Selected text »
------------------------------------------------------------------------

Heritage New Zealand – Category 2
- Official name: Cobblestones Shearing Shed and Cobblestone Museum Stables
- Designated: 23 June 1983
- Reference no.: 2873 and 4003

= Cobblestones Museum =

Museum and Heritage Village in Greytown, New Zealand

Cobblestones is a Heritage Village in Greytown, New Zealand. Centred around the original historic Hastwell stables and existing cobblestone courtyard used by stage coaches travelling between Masterton and Wellington. Cobblestones contains six Category 2 Heritage NZ listed buildings, these include: ==
- a colonial cottage (built c.1867),
- Wairarapa's first Public Hospital in Greytown (built 1875),
- Wairarapa's first Methodist church (built 1865),
- the single-teacher Mangapakeha country school building which opened in 1902
- The Hastwell Stables. and
- the Donald Woolshed (built 1858), Wairarapa's first purpose built woolshed.

== Exhibition Centre and Coach House ==
The Exhibition Centre features Wairarapa heritage stories, objects, photos and machinery. Finished in November 2014 after many years of fundraising it also holds the collection room which curates objects within the collection. The Coach House is a multi purpose indoor venue which showcases the horse drawn carriage transport, dairy and timber industries importance in the early development of Wairarapa. Both venues are used for weddings, expos, musical events, small conferences, corporate retreats and celebrations along with the Church and grounds.

== Cobblestones Park & Gardens ==
The Heritage Village at Cobblestones is set in park-like grounds and gardens. The variety of native and exotic trees at Cobblestones befits Greytown's significance as the first New Zealand town to celebrate Arbor Day. Native kahikatea, kowhai, totara and karaka can be seen together with exotic trees, maples, ash and fruit trees. Cobblestones garden is a popular Wairarapa garden tour and wedding venue.

------------------------------------------------------------------------

Listed entries »

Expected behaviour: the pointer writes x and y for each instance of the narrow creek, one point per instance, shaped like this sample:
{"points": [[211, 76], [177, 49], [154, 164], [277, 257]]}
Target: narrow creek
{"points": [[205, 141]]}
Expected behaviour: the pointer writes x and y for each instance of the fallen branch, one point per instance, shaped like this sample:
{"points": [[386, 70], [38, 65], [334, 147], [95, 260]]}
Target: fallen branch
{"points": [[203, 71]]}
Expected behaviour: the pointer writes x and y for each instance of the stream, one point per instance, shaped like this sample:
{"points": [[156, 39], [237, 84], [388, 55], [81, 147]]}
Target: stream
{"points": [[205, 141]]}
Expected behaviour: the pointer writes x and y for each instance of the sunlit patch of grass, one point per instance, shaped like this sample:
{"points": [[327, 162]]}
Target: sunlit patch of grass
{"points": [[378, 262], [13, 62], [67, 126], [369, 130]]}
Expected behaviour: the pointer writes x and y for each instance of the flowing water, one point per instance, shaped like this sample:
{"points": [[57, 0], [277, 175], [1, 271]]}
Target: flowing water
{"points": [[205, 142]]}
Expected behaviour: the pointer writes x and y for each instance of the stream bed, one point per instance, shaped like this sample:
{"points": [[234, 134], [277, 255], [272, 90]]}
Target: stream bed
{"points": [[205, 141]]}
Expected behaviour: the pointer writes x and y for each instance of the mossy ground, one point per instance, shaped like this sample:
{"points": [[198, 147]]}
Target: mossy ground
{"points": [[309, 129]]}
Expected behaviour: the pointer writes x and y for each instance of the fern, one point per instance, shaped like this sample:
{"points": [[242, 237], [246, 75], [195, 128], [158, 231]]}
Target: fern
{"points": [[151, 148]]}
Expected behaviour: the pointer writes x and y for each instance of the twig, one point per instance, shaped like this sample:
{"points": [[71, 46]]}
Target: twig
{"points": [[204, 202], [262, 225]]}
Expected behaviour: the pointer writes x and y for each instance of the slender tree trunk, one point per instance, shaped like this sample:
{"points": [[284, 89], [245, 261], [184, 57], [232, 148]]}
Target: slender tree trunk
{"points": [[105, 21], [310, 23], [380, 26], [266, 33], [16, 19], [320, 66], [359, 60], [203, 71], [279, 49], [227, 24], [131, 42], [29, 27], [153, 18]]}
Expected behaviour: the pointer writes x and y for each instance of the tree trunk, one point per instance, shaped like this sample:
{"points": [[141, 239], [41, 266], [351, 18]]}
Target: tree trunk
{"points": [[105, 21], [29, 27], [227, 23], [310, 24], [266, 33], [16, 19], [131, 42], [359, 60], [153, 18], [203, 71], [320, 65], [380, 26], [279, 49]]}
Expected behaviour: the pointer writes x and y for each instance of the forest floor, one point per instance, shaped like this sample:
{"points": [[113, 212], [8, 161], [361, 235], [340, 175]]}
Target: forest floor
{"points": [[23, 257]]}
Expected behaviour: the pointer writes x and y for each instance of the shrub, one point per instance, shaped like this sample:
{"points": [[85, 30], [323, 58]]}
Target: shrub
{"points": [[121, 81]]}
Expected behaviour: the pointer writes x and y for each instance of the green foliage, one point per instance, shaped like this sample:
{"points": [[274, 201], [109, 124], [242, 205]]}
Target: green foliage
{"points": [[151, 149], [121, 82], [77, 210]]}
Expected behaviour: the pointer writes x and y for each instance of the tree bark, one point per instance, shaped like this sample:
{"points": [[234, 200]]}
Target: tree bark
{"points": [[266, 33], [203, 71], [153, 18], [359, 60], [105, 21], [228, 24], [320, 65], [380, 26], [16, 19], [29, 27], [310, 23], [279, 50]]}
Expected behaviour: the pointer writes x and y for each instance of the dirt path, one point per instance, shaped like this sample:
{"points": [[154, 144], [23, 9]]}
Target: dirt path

------------------------------------------------------------------------

List every native tree species that the text about Cobblestones Museum names as growing in its grounds.

kahikatea, kowhai, totara, karaka